__WHAT IS NEEDED__:
Write out again only the lines running from the one that contains "Teacher note: have the class pick out the mowed" to the end of the records below, including both the first and the last.

__Records from a dataset__:
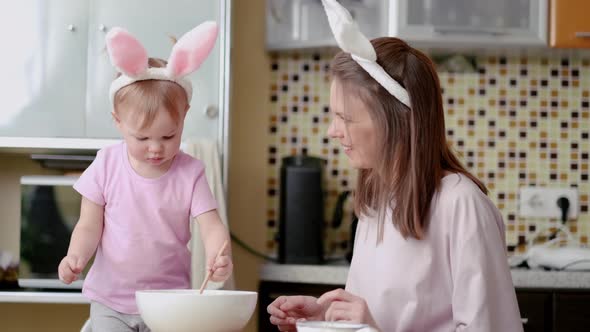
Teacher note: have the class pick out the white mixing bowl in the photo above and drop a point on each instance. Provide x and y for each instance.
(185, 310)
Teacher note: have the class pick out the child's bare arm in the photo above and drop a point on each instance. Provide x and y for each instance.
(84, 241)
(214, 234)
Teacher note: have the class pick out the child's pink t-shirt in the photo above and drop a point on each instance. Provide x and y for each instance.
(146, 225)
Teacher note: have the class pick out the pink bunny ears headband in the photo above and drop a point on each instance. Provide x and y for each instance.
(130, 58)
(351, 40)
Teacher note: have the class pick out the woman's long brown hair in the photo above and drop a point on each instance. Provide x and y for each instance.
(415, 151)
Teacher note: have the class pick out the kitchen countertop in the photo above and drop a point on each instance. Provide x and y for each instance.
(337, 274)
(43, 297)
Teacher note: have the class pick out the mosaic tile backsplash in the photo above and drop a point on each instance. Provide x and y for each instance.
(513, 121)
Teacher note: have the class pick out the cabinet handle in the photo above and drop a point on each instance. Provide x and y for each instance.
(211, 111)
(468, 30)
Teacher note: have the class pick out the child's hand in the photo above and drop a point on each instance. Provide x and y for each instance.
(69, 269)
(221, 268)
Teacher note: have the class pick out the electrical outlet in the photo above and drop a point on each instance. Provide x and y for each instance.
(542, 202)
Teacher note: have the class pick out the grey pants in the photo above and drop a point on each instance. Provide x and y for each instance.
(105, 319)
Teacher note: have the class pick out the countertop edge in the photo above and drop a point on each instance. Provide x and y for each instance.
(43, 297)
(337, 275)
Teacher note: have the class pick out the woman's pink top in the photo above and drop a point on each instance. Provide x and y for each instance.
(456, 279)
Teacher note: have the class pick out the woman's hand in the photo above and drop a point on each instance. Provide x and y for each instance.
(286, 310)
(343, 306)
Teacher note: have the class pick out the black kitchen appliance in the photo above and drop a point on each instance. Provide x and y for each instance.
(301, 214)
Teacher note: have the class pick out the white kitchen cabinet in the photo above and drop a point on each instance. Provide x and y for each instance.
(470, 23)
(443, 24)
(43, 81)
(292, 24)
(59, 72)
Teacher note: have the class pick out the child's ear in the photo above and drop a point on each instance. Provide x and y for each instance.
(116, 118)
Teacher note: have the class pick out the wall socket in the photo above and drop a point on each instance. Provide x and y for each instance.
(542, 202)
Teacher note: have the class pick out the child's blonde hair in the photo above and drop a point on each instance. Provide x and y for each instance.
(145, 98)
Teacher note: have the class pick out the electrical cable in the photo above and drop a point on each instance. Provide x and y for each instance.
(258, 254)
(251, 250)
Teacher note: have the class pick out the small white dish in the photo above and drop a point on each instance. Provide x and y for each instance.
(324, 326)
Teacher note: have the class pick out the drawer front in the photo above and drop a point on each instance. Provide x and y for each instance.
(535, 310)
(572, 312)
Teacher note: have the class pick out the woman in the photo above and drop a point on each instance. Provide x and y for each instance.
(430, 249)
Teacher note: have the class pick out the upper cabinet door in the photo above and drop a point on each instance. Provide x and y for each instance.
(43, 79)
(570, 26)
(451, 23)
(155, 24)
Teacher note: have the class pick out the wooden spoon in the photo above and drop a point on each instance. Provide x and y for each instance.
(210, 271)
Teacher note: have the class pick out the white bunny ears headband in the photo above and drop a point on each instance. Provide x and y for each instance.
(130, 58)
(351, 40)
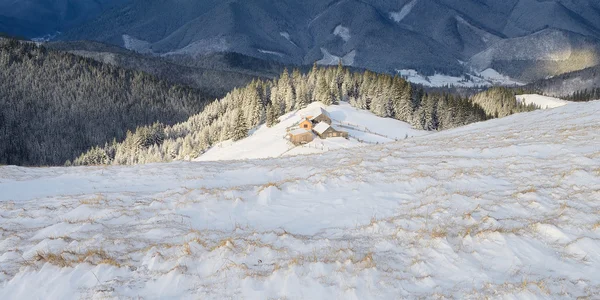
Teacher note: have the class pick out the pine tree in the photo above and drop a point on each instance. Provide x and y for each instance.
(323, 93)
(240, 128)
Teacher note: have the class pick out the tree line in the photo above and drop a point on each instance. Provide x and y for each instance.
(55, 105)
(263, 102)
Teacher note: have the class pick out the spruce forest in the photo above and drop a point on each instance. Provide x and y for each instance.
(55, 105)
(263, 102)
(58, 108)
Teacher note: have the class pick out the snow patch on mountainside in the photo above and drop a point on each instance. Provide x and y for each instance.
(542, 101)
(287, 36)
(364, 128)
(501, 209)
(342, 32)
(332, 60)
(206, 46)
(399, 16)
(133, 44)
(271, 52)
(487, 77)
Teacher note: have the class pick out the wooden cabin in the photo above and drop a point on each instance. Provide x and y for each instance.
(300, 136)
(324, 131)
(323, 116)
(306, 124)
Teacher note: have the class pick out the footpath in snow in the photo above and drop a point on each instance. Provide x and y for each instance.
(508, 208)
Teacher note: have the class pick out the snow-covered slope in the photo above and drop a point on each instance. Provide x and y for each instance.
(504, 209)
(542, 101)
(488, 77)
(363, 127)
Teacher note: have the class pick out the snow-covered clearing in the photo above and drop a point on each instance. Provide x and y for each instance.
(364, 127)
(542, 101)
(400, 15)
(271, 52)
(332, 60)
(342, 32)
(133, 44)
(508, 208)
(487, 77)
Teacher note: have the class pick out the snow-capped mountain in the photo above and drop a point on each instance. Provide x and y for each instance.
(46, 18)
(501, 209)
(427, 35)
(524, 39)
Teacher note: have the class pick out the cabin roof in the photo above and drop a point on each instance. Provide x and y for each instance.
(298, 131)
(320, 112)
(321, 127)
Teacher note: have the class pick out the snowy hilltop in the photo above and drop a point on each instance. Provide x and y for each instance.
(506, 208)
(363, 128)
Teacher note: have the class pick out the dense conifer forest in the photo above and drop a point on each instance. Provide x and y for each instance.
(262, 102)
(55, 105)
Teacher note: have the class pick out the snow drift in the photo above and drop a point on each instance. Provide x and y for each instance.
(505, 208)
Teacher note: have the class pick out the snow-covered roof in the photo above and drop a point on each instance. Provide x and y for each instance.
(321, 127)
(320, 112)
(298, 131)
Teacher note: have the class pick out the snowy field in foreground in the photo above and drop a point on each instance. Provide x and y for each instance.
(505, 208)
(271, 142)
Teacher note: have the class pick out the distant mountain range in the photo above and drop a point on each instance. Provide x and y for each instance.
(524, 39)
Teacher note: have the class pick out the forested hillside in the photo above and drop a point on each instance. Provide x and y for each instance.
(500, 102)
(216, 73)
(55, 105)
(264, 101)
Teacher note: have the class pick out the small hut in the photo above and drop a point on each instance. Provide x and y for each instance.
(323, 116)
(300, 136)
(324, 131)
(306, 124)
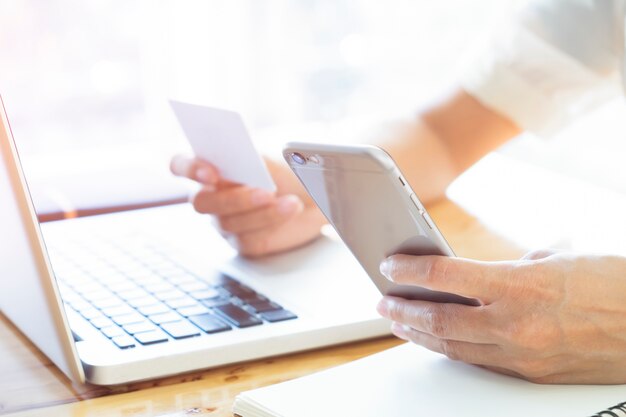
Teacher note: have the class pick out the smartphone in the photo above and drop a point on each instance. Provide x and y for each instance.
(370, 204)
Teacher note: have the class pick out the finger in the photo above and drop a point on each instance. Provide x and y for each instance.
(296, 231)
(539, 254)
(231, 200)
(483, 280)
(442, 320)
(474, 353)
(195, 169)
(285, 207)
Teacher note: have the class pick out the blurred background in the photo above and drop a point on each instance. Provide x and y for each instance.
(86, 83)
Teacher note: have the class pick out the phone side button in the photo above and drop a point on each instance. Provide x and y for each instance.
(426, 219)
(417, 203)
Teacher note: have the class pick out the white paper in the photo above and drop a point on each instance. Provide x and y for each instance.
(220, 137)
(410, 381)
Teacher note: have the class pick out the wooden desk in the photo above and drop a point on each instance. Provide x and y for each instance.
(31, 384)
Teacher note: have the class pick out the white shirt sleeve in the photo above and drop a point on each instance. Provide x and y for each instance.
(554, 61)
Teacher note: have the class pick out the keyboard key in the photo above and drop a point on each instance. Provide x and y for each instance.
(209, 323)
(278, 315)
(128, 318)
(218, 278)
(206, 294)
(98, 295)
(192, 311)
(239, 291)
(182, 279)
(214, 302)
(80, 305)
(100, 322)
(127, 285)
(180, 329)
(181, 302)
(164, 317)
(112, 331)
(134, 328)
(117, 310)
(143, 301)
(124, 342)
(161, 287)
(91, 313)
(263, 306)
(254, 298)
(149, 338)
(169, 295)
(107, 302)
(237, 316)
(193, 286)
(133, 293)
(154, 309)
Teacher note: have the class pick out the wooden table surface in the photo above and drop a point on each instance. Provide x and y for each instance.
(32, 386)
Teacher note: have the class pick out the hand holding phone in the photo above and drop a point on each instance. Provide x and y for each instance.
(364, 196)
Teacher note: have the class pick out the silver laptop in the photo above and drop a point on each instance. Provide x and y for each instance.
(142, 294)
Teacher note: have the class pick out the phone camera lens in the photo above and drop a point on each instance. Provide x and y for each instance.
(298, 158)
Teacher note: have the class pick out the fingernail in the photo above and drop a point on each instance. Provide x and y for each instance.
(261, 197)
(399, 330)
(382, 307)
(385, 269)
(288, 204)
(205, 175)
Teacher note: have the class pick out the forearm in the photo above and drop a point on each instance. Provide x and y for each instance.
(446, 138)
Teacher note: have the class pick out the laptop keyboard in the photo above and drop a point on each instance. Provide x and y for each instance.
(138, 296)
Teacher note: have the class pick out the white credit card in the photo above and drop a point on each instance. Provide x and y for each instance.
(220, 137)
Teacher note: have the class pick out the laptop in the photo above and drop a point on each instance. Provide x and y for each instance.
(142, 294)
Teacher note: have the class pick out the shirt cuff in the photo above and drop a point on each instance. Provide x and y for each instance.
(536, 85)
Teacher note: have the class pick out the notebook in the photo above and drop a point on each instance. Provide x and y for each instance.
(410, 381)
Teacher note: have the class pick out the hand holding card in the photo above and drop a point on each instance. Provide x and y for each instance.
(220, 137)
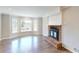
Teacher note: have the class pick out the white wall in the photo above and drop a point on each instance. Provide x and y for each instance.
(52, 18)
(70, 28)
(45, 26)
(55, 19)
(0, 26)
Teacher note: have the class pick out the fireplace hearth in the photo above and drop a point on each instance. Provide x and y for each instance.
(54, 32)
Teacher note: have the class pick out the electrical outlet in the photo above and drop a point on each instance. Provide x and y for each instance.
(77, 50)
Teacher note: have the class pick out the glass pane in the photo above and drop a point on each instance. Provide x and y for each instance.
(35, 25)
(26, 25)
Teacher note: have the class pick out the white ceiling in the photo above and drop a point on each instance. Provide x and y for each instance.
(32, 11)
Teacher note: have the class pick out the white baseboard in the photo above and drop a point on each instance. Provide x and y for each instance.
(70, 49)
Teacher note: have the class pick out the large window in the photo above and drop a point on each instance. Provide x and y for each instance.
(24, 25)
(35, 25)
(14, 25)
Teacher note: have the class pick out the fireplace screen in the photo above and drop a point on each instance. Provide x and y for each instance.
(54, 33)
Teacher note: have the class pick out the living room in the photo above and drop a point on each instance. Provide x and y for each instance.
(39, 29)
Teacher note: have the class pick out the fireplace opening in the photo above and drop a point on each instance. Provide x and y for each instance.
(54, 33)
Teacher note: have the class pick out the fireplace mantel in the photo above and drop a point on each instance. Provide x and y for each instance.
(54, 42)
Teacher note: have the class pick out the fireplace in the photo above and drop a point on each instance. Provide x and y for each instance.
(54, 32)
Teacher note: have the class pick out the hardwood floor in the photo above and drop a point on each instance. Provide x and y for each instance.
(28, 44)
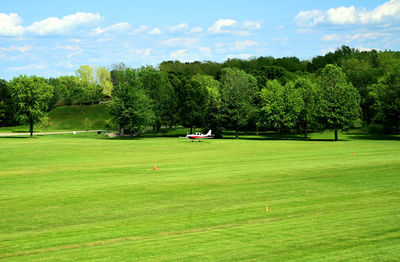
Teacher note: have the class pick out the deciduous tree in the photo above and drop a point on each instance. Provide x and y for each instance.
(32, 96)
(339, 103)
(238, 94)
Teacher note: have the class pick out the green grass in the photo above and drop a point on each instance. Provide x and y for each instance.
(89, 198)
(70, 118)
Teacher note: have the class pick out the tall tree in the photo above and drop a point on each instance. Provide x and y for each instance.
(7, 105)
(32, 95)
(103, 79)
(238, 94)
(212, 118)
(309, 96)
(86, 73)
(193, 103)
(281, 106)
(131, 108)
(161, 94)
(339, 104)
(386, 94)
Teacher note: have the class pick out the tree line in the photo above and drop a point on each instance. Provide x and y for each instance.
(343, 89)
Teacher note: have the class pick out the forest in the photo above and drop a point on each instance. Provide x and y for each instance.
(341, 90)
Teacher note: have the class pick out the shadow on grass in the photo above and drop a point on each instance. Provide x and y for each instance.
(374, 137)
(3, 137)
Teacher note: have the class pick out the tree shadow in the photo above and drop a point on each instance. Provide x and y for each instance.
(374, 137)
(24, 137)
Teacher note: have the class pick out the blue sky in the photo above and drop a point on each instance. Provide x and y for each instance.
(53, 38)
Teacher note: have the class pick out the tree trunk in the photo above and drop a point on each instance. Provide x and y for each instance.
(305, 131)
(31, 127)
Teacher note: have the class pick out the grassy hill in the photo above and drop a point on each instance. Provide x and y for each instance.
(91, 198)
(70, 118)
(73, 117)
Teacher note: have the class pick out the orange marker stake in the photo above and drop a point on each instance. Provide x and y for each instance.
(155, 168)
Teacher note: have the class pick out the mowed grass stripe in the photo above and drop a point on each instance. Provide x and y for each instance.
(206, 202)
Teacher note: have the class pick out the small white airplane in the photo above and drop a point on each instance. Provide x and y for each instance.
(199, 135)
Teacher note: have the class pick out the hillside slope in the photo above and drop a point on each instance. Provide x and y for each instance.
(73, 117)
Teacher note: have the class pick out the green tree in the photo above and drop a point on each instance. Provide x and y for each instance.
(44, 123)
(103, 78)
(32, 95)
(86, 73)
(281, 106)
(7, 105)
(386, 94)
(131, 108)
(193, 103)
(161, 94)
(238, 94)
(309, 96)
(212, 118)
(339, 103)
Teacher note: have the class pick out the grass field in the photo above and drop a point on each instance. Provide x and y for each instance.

__SOLVED PROBLEM__:
Teacher note: have the class pick out the mowed grass stripe in the photo above and drop a point on each instance. Provide x and y for each instance.
(206, 202)
Teacher note: have the class pick out the small white airplane in the photo above and drop a point on each instance. Provide x and y for each instance.
(199, 135)
Teacher note: have the class pick out the hillside slope in the photo above and drop a point on each instance. Provide x and y for each instance.
(73, 117)
Teacher note: have the class pick out the green tree in the photo above and drop a point on each instance. Provide x and y for each instance.
(44, 123)
(103, 78)
(32, 95)
(86, 73)
(281, 106)
(7, 105)
(386, 94)
(131, 108)
(193, 103)
(161, 94)
(238, 94)
(309, 96)
(212, 118)
(339, 103)
Teacher note: have the class pick out the grass field in the photo above and drop a point on each instance. Provide x and y for each instance.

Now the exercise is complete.